WHAT THE TASK REQUIRES: Locate each line in the items below that contains the string "painted", and copy every such line in full.

MATERIAL PROVIDED:
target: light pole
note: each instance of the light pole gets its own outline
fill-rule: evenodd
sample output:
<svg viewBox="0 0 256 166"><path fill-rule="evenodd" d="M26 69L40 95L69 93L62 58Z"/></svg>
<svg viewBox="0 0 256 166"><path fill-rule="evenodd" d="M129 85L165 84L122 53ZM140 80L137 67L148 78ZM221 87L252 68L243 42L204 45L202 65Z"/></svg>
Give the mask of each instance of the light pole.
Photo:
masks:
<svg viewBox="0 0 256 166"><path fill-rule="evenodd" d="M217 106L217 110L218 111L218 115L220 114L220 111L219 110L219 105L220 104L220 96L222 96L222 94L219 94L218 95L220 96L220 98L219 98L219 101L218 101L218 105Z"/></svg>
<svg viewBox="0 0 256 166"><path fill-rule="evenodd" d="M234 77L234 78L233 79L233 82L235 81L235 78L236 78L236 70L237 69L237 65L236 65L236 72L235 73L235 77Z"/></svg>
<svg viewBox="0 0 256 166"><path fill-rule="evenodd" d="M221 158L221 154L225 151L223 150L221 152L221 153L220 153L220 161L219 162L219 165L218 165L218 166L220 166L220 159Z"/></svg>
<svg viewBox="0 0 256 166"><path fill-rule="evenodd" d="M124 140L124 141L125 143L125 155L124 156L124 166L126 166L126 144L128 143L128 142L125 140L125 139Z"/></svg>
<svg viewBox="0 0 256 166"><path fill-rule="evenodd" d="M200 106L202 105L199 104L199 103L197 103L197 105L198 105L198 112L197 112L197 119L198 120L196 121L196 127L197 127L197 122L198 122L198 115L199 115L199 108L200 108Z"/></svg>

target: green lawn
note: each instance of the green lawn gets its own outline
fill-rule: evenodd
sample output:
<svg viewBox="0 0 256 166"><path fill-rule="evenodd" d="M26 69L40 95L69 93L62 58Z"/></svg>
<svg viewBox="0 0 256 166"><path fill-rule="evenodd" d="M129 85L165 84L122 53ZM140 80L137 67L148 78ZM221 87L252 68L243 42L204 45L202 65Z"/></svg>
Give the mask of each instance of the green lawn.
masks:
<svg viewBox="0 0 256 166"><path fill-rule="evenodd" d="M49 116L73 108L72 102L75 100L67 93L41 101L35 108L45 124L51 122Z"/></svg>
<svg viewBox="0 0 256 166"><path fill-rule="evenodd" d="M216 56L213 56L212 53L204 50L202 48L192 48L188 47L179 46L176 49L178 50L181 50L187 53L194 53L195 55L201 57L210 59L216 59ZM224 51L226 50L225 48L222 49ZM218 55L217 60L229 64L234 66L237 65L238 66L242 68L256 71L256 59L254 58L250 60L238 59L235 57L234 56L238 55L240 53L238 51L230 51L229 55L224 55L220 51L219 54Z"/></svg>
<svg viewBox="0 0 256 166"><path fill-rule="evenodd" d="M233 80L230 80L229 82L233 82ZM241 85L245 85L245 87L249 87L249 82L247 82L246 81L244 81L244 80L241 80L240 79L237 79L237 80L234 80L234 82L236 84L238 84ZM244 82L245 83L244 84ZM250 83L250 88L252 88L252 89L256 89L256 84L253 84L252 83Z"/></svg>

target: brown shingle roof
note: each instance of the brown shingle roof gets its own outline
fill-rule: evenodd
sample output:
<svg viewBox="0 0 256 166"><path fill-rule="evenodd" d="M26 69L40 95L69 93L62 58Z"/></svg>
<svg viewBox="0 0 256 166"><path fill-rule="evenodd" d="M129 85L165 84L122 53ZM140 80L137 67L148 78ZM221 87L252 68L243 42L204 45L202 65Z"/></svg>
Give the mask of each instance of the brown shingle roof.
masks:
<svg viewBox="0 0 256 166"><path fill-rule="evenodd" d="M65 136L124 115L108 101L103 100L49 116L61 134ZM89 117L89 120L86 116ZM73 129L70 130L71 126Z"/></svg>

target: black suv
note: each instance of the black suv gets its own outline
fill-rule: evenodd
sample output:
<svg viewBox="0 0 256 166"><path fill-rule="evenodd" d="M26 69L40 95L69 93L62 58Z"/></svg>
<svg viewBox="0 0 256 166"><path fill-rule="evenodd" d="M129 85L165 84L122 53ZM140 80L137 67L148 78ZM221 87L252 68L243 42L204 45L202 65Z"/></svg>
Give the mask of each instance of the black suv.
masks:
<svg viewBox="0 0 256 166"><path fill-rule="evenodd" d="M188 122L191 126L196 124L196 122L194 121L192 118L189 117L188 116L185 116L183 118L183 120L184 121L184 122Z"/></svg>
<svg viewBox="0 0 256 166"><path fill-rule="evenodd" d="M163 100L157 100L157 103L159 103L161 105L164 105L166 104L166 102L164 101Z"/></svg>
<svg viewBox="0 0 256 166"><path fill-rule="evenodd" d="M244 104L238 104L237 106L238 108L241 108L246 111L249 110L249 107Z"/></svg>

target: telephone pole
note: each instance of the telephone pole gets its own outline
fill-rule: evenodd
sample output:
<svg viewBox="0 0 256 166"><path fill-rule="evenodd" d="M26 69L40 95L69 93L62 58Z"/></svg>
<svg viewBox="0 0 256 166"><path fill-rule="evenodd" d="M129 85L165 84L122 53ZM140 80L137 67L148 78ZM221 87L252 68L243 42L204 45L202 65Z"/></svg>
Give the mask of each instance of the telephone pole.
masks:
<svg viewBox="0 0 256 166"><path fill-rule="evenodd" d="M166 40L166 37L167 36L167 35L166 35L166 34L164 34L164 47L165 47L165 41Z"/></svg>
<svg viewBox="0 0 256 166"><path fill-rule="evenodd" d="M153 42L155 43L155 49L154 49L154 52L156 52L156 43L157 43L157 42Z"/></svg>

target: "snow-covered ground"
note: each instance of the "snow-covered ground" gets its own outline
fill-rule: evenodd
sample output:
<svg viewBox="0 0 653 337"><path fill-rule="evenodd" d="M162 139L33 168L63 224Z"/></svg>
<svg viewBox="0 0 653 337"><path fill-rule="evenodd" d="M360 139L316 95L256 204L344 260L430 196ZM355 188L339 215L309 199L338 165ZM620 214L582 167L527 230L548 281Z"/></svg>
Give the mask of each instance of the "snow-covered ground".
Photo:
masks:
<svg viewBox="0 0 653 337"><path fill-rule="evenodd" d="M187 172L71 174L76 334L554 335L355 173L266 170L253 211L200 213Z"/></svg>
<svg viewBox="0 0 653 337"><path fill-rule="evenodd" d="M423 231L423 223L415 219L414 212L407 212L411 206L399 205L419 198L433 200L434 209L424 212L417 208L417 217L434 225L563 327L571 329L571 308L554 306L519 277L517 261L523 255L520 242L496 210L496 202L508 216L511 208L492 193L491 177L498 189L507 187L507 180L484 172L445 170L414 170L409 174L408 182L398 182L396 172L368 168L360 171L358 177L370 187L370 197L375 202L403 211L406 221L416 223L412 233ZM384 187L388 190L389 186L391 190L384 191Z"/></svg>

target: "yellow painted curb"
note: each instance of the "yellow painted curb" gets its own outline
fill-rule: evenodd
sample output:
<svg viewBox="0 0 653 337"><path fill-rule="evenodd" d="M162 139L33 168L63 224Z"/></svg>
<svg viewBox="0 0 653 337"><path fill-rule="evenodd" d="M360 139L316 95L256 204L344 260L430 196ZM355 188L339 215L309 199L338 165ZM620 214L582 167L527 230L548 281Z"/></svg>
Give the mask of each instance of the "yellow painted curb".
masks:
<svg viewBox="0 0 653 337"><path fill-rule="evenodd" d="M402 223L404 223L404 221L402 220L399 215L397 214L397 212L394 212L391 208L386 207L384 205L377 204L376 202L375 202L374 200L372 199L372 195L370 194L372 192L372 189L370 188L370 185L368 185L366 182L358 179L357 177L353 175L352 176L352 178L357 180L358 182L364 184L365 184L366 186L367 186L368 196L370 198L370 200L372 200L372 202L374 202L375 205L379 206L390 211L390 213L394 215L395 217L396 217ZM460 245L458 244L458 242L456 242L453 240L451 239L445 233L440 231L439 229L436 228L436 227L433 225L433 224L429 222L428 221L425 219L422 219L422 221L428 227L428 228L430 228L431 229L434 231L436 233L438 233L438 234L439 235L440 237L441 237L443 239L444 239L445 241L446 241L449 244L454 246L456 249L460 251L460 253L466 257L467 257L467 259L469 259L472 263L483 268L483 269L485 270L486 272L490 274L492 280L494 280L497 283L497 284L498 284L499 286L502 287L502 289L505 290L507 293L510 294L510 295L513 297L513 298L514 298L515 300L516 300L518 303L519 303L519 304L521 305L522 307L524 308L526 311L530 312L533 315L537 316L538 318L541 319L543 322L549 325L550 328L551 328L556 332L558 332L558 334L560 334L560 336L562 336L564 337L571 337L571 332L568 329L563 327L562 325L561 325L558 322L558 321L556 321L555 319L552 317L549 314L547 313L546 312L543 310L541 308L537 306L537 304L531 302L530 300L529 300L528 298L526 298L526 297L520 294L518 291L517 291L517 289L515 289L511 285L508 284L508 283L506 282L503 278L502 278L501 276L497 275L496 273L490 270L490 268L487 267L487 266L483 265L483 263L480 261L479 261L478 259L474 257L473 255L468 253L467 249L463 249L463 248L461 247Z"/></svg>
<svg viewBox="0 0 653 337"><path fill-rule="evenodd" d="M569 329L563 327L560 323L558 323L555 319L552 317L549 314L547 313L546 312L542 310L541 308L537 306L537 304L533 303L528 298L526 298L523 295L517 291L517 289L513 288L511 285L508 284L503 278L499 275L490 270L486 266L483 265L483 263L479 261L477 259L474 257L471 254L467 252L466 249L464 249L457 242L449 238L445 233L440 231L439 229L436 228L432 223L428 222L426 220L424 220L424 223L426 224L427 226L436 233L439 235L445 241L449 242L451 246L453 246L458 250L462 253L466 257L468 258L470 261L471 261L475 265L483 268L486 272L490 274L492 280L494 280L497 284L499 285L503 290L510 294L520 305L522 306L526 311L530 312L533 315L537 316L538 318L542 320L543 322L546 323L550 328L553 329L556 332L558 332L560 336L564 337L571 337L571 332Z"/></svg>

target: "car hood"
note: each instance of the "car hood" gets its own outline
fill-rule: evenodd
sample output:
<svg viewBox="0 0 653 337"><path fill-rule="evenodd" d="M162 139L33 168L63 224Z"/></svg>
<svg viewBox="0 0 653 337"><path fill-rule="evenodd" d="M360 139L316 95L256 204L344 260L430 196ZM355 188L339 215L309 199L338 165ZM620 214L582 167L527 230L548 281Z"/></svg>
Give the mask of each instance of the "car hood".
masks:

FULL OUTPUT:
target: "yellow painted curb"
note: each instance of the "yellow painted curb" gets its own outline
Give the mask of each instance of the "yellow painted curb".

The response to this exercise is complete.